» **RECORDS PROVIDED**:
- - - -

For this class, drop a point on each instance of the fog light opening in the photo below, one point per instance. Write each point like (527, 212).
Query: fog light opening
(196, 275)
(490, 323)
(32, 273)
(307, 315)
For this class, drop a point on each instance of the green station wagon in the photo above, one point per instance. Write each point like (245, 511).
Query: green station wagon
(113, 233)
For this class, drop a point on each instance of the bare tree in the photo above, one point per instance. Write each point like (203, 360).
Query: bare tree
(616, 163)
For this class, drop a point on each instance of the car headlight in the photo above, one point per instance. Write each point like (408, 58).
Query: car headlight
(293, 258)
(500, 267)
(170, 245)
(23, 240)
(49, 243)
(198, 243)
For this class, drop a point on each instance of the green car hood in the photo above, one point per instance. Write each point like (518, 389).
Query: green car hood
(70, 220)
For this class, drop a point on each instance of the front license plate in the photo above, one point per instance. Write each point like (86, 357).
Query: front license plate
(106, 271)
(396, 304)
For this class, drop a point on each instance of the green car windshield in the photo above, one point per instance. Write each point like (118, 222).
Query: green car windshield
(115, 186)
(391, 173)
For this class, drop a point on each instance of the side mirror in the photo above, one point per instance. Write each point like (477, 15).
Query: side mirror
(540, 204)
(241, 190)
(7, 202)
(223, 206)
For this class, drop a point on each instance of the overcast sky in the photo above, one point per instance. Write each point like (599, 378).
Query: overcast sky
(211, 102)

- - - -

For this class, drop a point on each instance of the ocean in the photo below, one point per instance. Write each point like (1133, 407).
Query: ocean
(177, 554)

- - - -

Please count the lines in the listing above that contain the string "Query", with case counting, and give only that number.

» **EXERCISE OUTPUT**: 10